DOCUMENT PASSAGE>
Content starts

Hmm, I don’t view this as phrenology at all. As I read it, he is associating face shape with proper physical development, which allows people greater physical strength and endurance. Weston A. Price did the same. Maybe it’s racist, but as an NYC resident, I can actually attest to this. I see a LOT of different people each day, and the ones able to thrive in the toughest, labor-heavy jobs, are very often the ones with proper weston a. price faces (they are usually mexican, but there are other ethnicities, too). I’ve observed it frequently, and always admire how beautiful their faces and bodies are, and how strong they look. Totally different form from most of us Americans. I am physically attracted to the Weston A. Price type of face, too – I think it’s human nature.
1) Ok, obviously in the cases where these structural formations are causing problems, it is something to be concerned about.
2) How selective was WAP? Were his paragons of good health truly representative?
3) Amy says she is attracted to the WAP type. Is everybody? There are people who are truly attracted to really skinny people. There are people who are attracted to more corpulent people. How much are our aesthetic sensibilities culturally constructed?
4) In the article Nira cites, the author writes-Let’s ask a question: who can perform better in jobs or sports with very difficult physical requirements and conditions? Generally you will find the well-developed (that doesn’t mean large muscle mass), well-formed individuals who are capable of such physical feats and they tend to come from rural or isolated areas or from families that have consumed more traditional diets and therefore had much better development than the average city child growing up these days. Many of these individuals are people who come from other parts of the world and are involved with professional sports and or jobs we consider menial, such as doing our gardening,-
The above is false. A lot of our professional athletes come from relatively impoverished urban areas. I would not say that they have had a superior diet (according to WAP definition of superior diet).
How does he know that these rural, traditional people can perform the physical tasks better? After all, they are the ones doing this task because of their socio-economic position.
5) The particular article cited does not apply phrenology. It simply says that modern man’s facial structure has deteriorated and this is due to the degradation of nutrition.
I don’t buy that the facial structure is causing oxygenation issues which are responsible for the continuing emotional duress of the patient- there is no a science behind this explanation. I think that the change in skull formation is distracting the doctor and as a result the patient is receiving improper treatment. Due to the doctor’s analysis of the problem through a combination of pseudoscience supported by skull formation, I am calling this phrenology–albeit one that is considered socially acceptable.

Content ends

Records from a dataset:

Content starts

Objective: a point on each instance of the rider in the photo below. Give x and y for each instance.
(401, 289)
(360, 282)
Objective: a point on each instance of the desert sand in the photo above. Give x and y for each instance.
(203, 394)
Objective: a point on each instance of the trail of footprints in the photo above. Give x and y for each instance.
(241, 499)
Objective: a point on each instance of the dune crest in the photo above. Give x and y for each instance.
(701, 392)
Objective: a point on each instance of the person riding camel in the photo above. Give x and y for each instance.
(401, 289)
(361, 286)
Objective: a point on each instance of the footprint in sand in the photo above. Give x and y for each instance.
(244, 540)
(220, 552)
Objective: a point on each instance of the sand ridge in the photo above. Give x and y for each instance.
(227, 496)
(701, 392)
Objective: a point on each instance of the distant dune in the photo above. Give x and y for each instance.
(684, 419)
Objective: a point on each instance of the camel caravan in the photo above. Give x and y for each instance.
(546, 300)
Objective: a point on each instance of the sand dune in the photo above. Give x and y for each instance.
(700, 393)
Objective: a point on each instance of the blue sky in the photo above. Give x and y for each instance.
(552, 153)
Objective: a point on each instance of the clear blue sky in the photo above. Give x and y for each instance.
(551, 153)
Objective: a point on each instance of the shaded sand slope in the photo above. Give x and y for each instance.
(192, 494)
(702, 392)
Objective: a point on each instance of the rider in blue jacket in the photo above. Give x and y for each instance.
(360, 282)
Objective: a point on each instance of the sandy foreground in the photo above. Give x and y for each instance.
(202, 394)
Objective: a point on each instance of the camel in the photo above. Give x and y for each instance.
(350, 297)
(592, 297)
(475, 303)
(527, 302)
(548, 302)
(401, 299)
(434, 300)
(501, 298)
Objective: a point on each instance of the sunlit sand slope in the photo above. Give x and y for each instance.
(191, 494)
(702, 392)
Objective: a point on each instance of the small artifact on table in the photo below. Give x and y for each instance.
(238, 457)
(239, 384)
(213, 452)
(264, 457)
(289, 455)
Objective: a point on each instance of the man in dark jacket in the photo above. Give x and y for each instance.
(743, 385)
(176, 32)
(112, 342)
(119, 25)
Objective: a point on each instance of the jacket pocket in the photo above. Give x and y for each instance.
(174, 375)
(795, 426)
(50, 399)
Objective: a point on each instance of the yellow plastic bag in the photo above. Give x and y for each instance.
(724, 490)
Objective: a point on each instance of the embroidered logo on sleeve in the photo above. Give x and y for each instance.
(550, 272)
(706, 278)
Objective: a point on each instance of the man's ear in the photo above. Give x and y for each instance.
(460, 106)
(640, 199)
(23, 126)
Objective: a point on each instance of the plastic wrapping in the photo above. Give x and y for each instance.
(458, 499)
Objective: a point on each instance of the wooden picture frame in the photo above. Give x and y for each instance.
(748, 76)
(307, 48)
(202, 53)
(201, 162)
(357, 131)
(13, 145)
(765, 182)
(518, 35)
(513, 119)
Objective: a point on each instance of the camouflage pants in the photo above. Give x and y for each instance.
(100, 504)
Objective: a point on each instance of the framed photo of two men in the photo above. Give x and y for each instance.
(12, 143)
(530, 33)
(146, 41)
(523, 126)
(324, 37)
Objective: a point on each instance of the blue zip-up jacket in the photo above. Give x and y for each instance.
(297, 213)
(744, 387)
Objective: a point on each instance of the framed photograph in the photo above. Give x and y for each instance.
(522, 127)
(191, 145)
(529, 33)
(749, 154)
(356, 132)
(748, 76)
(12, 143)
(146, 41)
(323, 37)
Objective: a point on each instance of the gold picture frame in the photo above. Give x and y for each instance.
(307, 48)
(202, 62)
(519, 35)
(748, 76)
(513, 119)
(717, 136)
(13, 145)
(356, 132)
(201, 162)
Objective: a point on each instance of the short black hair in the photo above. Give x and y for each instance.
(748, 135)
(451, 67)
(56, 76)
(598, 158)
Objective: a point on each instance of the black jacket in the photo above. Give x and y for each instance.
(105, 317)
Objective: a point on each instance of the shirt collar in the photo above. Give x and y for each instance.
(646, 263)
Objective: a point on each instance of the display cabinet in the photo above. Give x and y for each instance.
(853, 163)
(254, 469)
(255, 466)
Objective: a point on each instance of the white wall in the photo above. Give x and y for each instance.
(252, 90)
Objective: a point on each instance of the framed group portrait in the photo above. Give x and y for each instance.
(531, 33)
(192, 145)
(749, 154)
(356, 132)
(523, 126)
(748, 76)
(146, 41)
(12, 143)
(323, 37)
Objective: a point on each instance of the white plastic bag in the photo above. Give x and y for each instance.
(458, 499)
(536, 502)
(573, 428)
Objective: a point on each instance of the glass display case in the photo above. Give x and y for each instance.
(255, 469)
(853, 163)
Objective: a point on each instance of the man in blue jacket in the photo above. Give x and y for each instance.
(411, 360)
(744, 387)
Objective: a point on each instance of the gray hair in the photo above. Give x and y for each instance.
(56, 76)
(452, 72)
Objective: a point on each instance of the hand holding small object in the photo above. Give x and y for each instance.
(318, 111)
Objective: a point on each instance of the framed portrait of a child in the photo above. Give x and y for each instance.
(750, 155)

Content ends
Content starts

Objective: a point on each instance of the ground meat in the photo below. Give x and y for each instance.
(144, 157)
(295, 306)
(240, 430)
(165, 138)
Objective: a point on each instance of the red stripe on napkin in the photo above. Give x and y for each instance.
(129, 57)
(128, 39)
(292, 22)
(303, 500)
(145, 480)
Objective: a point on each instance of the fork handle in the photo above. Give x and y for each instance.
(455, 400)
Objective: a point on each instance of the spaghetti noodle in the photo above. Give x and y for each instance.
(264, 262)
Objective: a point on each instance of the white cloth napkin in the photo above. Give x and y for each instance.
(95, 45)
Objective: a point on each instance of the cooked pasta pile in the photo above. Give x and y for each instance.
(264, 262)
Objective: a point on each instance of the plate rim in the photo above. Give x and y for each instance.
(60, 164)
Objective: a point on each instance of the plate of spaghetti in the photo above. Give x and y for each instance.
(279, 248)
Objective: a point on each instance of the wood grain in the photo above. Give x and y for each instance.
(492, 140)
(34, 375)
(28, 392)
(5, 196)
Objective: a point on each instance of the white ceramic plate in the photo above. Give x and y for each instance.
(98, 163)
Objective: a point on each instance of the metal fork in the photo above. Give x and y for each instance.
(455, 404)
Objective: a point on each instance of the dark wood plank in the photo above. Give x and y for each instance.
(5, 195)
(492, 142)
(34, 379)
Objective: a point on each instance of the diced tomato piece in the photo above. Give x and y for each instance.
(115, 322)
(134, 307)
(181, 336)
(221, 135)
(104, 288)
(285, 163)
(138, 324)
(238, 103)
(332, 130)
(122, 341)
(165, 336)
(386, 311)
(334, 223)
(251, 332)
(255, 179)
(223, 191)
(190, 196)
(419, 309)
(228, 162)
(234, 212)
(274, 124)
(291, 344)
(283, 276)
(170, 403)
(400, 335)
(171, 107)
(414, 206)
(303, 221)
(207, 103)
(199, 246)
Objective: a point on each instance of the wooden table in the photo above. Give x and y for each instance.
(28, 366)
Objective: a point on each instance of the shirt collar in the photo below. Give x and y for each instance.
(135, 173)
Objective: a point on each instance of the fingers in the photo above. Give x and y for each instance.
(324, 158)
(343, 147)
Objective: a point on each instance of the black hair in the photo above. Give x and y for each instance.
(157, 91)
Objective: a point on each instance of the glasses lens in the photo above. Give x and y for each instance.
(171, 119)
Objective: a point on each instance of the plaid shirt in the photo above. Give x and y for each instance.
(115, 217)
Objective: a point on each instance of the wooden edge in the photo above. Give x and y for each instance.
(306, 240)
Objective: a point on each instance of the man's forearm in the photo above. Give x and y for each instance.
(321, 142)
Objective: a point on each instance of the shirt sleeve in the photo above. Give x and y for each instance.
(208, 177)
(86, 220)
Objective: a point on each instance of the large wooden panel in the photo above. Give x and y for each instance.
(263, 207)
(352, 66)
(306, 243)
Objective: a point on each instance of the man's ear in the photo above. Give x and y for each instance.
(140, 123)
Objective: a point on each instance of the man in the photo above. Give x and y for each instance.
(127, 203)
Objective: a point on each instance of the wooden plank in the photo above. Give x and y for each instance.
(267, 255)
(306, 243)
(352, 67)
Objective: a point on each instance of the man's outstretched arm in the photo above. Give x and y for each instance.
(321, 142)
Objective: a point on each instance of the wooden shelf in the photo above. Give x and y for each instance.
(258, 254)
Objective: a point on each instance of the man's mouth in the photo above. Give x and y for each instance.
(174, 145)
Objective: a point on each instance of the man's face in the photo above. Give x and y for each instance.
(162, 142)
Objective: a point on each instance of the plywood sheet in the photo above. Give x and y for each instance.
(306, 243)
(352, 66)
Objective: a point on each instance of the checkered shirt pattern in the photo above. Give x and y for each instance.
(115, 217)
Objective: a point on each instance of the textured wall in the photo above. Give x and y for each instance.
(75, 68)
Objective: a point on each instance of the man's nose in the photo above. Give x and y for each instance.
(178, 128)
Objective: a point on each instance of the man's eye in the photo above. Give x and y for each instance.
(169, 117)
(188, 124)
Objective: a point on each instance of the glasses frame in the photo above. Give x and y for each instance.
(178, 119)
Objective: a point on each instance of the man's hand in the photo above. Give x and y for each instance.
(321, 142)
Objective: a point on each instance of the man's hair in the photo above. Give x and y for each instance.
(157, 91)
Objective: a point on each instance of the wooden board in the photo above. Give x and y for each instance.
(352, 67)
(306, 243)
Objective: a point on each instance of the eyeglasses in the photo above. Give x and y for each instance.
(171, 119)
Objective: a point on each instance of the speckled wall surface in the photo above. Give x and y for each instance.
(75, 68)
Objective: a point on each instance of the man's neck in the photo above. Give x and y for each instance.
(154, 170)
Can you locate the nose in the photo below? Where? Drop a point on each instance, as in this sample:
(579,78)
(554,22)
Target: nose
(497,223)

Content ends

WHAT YOU NEED TO DO>
1. According to the discussion of phrenology, why does its writer call the doctor's approach phrenology?
2. Reproduce the passage of the discussion of phrenology starting at "5) The particular" and ending at "considered socially acceptable.", renaming "facial structure" as "jaw structure" each time it occurs.
This listing comes from a separate source and is unrelated to the discussion of phrenology.

TASK-BY-TASK RESULTS>
1. The writer calls it phrenology because the doctor analyzes the patient's problem through a combination of pseudoscience supported by skull formation. The writer adds that it is a form of phrenology that is considered socially acceptable.

2.
5) The particular article cited does not apply phrenology. It simply says that modern man’s jaw structure has deteriorated and this is due to the degradation of nutrition.
I don’t buy that the jaw structure is causing oxygenation issues which are responsible for the continuing emotional duress of the patient- there is no a science behind this explanation. I think that the change in skull formation is distracting the doctor and as a result the patient is receiving improper treatment. Due to the doctor’s analysis of the problem through a combination of pseudoscience supported by skull formation, I am calling this phrenology–albeit one that is considered socially acceptable.